Document:

◆ ◆ ◆ ◆

L'histoire de l'éducation socialiste, même si elle est souvent rattachée à Platon (considéré comme le premier théoricien du socialisme et du communisme), trouve ses racines plus proches du socialisme utopique d'Owen et de Fourier.

Socialisme utopique : Owen et Fourier

Owen concentre son attention sur la formation d'une nouvelle société par le biais de la communauté sociale et de la suppression de la propriété privée. Ses principes incluent :

  • L'égalité des droits et des devoirs.
  • L'élimination de la concurrence.
  • La mise en œuvre de la formation technique.
  • Le regroupement de l'éducation et du travail productif.

La thèse de Fourier n'est pas très différente de celle d'Owen. Fourier insiste sur la nécessité de l'enseignement technique et de la formation des enfants au travail productif. Au cœur de son enseignement se trouve l'« enseignement industriel ». Marx reprendra les travaux de Fourier pour les enrichir du contenu de la production industrielle.

◆ ◆ ◆ ◆

Lignes fournies:

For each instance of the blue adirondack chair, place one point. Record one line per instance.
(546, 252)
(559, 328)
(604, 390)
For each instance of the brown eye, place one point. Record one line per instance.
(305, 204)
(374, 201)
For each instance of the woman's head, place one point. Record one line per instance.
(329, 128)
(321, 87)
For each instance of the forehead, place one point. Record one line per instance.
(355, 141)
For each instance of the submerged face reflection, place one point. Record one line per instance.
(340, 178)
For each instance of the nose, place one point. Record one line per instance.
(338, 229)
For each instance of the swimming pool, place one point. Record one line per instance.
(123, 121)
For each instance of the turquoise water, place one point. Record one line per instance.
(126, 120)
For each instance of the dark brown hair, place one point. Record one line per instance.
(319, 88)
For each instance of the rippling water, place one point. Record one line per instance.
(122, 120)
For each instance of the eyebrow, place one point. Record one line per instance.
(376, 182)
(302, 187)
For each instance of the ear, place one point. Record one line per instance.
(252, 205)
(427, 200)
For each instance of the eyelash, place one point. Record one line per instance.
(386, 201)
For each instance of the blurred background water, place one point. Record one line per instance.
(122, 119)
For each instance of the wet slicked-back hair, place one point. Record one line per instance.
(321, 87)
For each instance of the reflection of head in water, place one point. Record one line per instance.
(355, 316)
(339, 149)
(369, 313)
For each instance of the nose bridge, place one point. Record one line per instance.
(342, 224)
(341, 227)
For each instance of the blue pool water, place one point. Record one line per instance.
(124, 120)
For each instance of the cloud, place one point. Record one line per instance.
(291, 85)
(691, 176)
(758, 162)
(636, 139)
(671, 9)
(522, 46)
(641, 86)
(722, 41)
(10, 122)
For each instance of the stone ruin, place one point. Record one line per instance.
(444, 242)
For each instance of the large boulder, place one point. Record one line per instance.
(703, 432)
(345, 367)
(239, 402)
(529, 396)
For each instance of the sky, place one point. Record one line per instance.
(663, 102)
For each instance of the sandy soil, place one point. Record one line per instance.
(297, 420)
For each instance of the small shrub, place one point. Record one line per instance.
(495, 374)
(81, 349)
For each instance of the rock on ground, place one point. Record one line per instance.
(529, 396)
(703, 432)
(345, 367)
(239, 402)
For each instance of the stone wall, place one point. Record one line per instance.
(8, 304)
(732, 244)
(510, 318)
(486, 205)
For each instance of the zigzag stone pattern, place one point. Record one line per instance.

◆ ◆ ◆ ◆

Travail demandé:
#1 Pour chacune des affirmations suivantes, indiquez si elle concorde avec le document sur l'éducation socialiste en répondant oui ou non et en citant exactement les mots du document qui tranchent. (a) Owen prône la suppression de la propriété privée. (b) Fourier défend une thèse très éloignée de celle d'Owen. (c) Marx reprendra les travaux de Fourier.
#2 Reprenez le document sur l'éducation socialiste à la suite de sa dernière phrase.

Corrigé:
#1
(a) Oui : « la suppression de la propriété privée ».
(b) Non : « La thèse de Fourier n'est pas très différente de celle d'Owen. »
(c) Oui : « Marx reprendra les travaux de Fourier pour les enrichir du contenu de la production industrielle. »

#2
Karl Marx et Friedrich Engels : la critique de l'éducation bourgeoise

La base théorique de l'éducation socialiste se trouve dans les théories marxistes de Karl Marx et Friedrich Engels. Leur interprétation de l'homme et du monde s'oppose à l'interprétation bourgeoise traditionnelle. Tous deux sont originaires de Rhénanie, issus de familles de classe moyenne, et sont nés entre 1818 et 1820. Idéologiquement attribués à la Gauche hégélienne, ils subissent la triple influence de la philosophie allemande, du mouvement révolutionnaire français, et du progrès scientifique et technologique de la révolution industrielle anglaise.

Ils écrivent ensemble La Sainte Famille, dans lequel ils expliquent l'évolution des sociétés humaines, des classes sociales et des méthodes de production. Marx et Engels utilisent la méthode marxiste comme un outil pratique, un procédé réaliste et critique pour étudier les faits et proposer la transformation de la réalité.

Marx et Engels se sont d'abord bornés à critiquer l'éducation capitaliste, qu'ils qualifiaient d'unilatérale :

  • L'école des travailleurs est consacrée à l'éducation des ouvriers, leur apprenant à être des ouvriers.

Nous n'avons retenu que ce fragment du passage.